Nun geb ich die Frage mal an euch weiter. Merkt ihr den Unterschied? Sind Bio-Produkte besser als normale?

----------


## Lupina

Hallo Stacy,  
sicherlich schmeckt Obst und Gemüse vom eigenen Garten besser und aromatischer als das gekaufte....
Aber zu deiner eigntlichen Frage, ob man jetzt den Unterschied zwischen bio und nicht schmeckt, denke es kommt generell darauf an, was man zu welcher Jahreszeit einkauft...
wer natürlich im Dezember Erdbeeren oder Himbeeren will, dann noch das "Glück" hat in einer Supermarktkette diese zu ergattern, sollte sich aufjedenfall darauf einstellen, das diese nicht bio und vorallem nicht aromatisch sind...
Ebenfalls finde ich sollte man schon darauf achten, von welchen Ländern das Gemüse bzw. das Obst kommt, es gibt ja doch einige Länder die mit viel Chemie arbeiten, bzw. bekannt dafür sind.

• _DATENZEILEN_:

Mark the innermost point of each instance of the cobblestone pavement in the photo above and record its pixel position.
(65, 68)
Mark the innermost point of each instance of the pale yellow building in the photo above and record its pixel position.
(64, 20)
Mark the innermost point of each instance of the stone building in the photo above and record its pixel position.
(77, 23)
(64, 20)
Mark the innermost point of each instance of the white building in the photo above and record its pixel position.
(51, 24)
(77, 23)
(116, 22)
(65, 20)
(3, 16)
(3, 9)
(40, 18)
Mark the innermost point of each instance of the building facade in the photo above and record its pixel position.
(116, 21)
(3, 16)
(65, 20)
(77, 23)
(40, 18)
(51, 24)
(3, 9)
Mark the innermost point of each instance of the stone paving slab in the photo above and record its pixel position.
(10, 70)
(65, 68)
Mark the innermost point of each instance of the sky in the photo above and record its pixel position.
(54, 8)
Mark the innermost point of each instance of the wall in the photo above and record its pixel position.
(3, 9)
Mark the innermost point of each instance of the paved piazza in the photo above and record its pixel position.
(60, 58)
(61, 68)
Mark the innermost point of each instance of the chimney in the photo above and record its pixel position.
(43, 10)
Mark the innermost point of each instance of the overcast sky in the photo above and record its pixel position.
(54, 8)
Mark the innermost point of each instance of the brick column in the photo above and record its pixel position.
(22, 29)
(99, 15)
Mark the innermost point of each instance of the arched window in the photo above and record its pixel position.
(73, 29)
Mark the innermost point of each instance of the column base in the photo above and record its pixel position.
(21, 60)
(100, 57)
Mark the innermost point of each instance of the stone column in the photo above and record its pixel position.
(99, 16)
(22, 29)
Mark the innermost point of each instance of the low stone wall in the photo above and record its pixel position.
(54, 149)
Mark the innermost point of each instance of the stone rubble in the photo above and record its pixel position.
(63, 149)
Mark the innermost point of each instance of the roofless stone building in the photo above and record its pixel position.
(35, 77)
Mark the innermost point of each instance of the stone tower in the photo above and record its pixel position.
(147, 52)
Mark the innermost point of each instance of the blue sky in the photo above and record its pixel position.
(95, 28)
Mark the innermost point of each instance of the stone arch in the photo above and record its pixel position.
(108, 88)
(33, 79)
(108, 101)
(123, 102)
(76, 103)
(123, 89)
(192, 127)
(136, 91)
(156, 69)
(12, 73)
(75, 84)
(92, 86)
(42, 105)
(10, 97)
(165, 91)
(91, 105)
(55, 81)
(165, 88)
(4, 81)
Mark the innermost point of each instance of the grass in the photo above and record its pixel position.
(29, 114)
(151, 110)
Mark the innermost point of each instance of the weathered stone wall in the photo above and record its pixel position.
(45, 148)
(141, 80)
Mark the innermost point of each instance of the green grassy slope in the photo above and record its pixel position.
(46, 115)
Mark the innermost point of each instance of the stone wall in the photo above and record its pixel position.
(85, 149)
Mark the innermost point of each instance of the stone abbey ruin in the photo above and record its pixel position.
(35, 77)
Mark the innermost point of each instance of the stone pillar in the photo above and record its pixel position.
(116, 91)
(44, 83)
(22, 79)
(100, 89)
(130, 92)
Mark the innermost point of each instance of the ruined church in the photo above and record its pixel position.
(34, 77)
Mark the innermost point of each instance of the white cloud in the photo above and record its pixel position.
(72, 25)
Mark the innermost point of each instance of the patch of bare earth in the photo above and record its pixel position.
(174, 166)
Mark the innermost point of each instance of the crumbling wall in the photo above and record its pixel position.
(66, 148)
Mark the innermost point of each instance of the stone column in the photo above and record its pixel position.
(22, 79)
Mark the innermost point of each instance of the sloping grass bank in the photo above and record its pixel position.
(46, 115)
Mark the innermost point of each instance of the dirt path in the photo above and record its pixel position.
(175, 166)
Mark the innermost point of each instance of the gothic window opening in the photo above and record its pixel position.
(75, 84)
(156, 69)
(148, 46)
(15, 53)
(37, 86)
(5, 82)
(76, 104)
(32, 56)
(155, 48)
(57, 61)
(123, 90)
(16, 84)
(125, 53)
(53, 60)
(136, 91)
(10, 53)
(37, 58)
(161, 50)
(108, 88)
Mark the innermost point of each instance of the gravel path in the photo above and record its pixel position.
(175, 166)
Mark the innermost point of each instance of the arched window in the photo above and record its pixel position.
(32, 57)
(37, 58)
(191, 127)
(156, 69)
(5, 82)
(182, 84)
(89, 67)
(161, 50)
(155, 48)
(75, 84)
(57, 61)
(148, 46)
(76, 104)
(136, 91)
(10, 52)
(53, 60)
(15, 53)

• _GESTELLTE AUFGABE_: Gib aus dem Auszug über Bio-Produkte die Stelle von „wer natürlich im“ bis einschließlich „bekannt dafür sind.“ wortgetreu wieder.

• _LÖSUNG SIEHE UNTEN_:
wer natürlich im Dezember Erdbeeren oder Himbeeren will, dann noch das "Glück" hat in einer Supermarktkette diese zu ergattern, sollte sich aufjedenfall darauf einstellen, das diese nicht bio und vorallem nicht aromatisch sind...
Ebenfalls finde ich sollte man schon darauf achten, von welchen Ländern das Gemüse bzw. das Obst kommt, es gibt ja doch einige Länder die mit viel Chemie arbeiten, bzw. bekannt dafür sind.